▶ EXERCISE GOAL
Swap every "photo" in the entries below for "image" and reproduce them with nothing else altered, leaving out the pictures.

(Stored data)

===============

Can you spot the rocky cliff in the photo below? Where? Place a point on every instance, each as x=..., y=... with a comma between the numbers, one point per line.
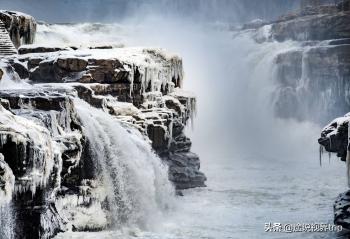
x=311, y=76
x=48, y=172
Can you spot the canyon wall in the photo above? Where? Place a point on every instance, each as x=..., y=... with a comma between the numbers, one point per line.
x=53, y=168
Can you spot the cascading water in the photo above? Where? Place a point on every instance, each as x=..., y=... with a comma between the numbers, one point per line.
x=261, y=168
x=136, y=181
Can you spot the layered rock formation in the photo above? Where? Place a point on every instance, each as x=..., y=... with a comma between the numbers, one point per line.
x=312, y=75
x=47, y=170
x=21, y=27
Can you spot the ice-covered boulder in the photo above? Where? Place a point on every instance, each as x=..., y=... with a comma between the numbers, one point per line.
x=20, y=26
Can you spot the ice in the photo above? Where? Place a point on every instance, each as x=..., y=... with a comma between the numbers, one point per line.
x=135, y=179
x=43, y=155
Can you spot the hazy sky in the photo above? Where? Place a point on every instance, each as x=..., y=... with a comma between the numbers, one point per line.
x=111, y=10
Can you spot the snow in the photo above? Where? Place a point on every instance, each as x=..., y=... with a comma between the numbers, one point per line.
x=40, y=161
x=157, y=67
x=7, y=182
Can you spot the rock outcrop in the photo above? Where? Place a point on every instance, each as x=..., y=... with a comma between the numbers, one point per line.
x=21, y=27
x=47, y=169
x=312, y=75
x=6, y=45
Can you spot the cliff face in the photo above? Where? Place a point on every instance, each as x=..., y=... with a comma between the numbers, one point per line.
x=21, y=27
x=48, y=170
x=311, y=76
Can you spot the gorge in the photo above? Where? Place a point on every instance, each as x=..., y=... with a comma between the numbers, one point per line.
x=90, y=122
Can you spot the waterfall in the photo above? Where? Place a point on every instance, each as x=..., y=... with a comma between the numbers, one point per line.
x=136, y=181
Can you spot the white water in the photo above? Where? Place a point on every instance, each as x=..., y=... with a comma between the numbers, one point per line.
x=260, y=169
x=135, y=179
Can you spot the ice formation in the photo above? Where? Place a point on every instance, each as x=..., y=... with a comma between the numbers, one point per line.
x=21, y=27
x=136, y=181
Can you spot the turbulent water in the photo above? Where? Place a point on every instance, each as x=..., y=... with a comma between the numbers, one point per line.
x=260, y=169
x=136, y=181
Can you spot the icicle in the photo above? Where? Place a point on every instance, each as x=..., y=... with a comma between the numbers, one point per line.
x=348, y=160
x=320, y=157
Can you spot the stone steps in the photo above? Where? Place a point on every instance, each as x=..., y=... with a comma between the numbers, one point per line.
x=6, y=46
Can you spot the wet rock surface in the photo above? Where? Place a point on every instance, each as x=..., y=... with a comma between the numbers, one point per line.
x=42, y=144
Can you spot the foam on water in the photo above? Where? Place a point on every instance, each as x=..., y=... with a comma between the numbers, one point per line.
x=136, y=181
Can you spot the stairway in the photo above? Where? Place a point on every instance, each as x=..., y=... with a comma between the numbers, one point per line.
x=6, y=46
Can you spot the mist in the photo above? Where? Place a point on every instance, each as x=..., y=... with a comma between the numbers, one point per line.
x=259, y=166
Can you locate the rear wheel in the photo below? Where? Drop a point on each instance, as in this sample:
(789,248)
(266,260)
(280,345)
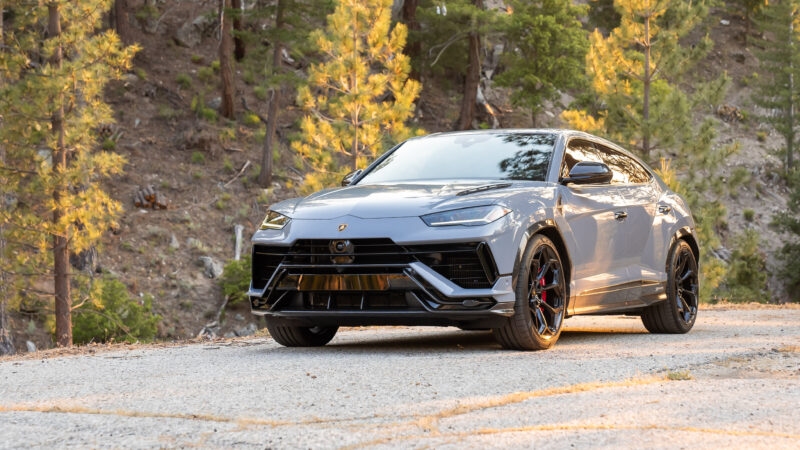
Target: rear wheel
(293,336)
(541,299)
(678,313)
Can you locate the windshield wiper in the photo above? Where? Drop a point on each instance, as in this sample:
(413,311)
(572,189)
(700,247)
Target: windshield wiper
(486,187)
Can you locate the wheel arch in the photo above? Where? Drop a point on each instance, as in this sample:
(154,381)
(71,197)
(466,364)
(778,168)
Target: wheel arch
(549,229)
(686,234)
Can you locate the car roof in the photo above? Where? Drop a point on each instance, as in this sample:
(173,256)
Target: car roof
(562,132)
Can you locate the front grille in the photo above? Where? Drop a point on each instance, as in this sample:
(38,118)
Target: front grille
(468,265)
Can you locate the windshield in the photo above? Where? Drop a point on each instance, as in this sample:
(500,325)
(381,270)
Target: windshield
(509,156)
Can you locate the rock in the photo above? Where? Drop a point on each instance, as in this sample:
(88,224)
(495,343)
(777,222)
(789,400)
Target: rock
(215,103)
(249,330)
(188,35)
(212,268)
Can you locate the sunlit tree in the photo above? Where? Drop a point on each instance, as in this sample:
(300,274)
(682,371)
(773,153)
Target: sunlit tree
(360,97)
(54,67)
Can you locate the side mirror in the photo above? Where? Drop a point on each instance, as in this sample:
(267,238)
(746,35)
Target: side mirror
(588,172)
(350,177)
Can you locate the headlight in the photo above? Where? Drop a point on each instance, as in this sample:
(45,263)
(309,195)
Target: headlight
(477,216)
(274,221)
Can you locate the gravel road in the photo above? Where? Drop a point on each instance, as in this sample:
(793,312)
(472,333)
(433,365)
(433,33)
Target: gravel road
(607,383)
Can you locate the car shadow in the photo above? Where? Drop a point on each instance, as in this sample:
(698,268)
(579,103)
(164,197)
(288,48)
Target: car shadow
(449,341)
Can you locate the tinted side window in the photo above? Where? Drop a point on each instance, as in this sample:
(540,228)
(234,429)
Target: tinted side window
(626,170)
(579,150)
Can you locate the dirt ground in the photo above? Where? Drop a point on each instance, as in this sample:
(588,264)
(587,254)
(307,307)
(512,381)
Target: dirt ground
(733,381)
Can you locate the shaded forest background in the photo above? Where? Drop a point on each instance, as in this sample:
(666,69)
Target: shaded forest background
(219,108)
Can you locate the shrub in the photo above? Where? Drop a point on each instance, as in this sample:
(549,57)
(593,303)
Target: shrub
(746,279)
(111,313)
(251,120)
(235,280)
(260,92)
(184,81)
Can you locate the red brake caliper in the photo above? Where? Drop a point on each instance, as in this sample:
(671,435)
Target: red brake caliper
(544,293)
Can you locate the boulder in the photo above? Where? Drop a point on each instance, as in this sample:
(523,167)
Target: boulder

===============

▶ SOLVED EXERCISE
Can you spot the rocky cliff in the image below? Where? Place a point on every instance, each as x=..., y=... with a comma between the numbers, one point per line.
x=311, y=76
x=48, y=172
Can you spot the canyon wall in the image above? Where? Place a point on every instance, each as x=..., y=... with a comma between the numbers, one point per line.
x=53, y=168
Can you spot the cascading water in the image above? Where? Place a point on every instance, each as x=..., y=... with a comma between the numbers, one point per line.
x=261, y=168
x=136, y=181
Can you spot the layered rock formation in the image above? Where? Place a point on every instance, each as x=..., y=... with a comma between the numbers, one point per line.
x=312, y=75
x=47, y=170
x=21, y=27
Can you spot the ice-covered boulder in the image above? Where? Place a point on every instance, each as x=..., y=... with a comma between the numbers, one point per line.
x=20, y=26
Can you spot the ice in the image above? Where? Place a point on every instance, each as x=..., y=... with a comma between the numbers, one point per line.
x=135, y=179
x=43, y=155
Can you spot the hazy sky in the image above? Where? Place a point on every instance, each as x=..., y=... with a comma between the numbers, one point per line.
x=111, y=10
Can you spot the snow in the image above? Where? Place a point on every instance, each as x=..., y=... with a comma between the numbers, one point per line.
x=40, y=161
x=157, y=67
x=7, y=182
Can you spot the rock outcrop in the image above? Where? Place a point on every instance, each as x=..., y=... with a comma between the numbers, one point per line.
x=21, y=27
x=47, y=169
x=312, y=75
x=6, y=45
Can you spot the cliff face in the image above? Where? Place a point on every instance, each as x=..., y=... with a comma between the numbers, one point per line.
x=21, y=27
x=48, y=170
x=311, y=76
Can you spot the gorge in the image above? Where? Place a point on every instance, each as x=..., y=... with a comma between the numbers, one point per line.
x=90, y=122
Can you spot the waterfall in the image above? Where? Place a point on every instance, each as x=..., y=... with a comma between the numbers, one point per line.
x=136, y=181
Can you spot the white water in the image above? Where? Place a point on every instance, each as x=..., y=... with a comma between the numbers, one point per line.
x=260, y=169
x=135, y=179
Can you spot the ice formation in the image above? Where? Place a point on every instance, each as x=..., y=... with a comma between the numbers, one point per line.
x=21, y=27
x=136, y=181
Can you spot the turbulent water in the image above? Where? Place a point on every instance, each as x=..., y=... with a comma between the numbers, one point per line.
x=260, y=169
x=136, y=181
Can you spot the icicle in the image above? Where? Place a point on every instance, each as x=..., y=... with a comma between the numbers, one point per line.
x=348, y=160
x=320, y=157
Can you spot the stone steps in the image above? Where? Place a point on every instance, each as x=..., y=... with a comma between the numbers, one point per line.
x=6, y=46
Can you spot the wet rock surface in the image above? Where? Place a point on every instance, each as x=..., y=... with a comma between the numbers, one point per line.
x=42, y=144
Can you spot the foam on water in the image above? Where? Place a point on every instance, each as x=..., y=... with a comma between the numbers, one point per line.
x=136, y=181
Can you spot the stairway in the image above? Where? Place a point on every instance, each as x=..., y=... with a comma between the numbers, one point per line.
x=6, y=46
Can you spot the mist in the image above? Where? Place a point on every instance, each as x=..., y=... with a comma between the numbers, one point per line.
x=259, y=166
Can you locate the rear wheel in the image below? Where? Drop a point on each instance, as in this sample:
(789,248)
(266,260)
(280,345)
Target: rear wheel
(293,336)
(541,299)
(678,313)
Can you locate the windshield wiper in the image above? Where? Drop a point on each instance, as in this sample:
(413,311)
(572,189)
(700,247)
Target: windshield wiper
(486,187)
Can you locate the wheel arch in the image above? Where? Drop a point on each instance, as in this sample:
(154,381)
(71,197)
(466,364)
(778,168)
Target: wheel arch
(549,229)
(686,234)
Can you locate the car roof in the image above? Where? Drop a point on each instance, as in this sample:
(173,256)
Target: car roof
(562,132)
Can you locate the front grille in the image above? Where? Drop a point on each instance, as in this sample:
(38,118)
Target: front grille
(468,265)
Can you locate the windshield in the image above? Where? Drop a point on each instance, as in this sample:
(500,325)
(381,270)
Target: windshield
(509,156)
Can you locate the rock in the image above? Where? Drop a point on each instance, as in this sample:
(88,224)
(495,343)
(777,222)
(789,400)
Target: rock
(215,103)
(249,330)
(188,35)
(212,268)
Can you locate the sunlit tree in the image above? Where? Drop a point on each instance, as in this sample:
(300,274)
(682,371)
(773,153)
Target: sunlit tree
(360,97)
(54,67)
Can you locate the side mirror in the image above? Where? Drop a point on each instance, as in this sample:
(267,238)
(746,35)
Target: side mirror
(588,172)
(350,177)
Can you locate the headlight in the image above? Where? Drop a point on each instance, as in this sample:
(45,263)
(309,195)
Target: headlight
(477,216)
(274,221)
Can you locate the gravel road in the image above? Where? Drop a point on each instance, as in this sample:
(793,312)
(472,333)
(433,365)
(433,33)
Target: gravel road
(607,383)
Can you locate the car shadow in the image above? Where? Drop a point on each instance, as in this sample:
(698,268)
(579,103)
(164,197)
(288,48)
Target: car shadow
(449,341)
Can you locate the tinted side window in the image above? Where? Drop a point on each instance, as in this sample:
(540,228)
(234,429)
Target: tinted side window
(626,170)
(579,150)
Can you locate the dirt ground in the image above? Where? Drop a point on each instance, as in this sample:
(588,264)
(587,254)
(307,307)
(512,381)
Target: dirt ground
(733,381)
Can you locate the shaded forest background in the image above? Where? Drop a point on each instance, as in this sample:
(666,69)
Target: shaded forest background
(219,108)
Can you locate the shrub in the image above? Where? Drop a point on each instance, as in this sample:
(549,57)
(593,303)
Target: shrub
(746,279)
(111,313)
(251,120)
(235,280)
(260,92)
(184,81)
Can you locate the red brake caliper in the image above? Where? Drop a point on each instance, as in this sample:
(671,435)
Target: red brake caliper
(544,293)
Can you locate the boulder in the image above? Where? Drop a point on each instance, as in this sample:
(523,167)
Target: boulder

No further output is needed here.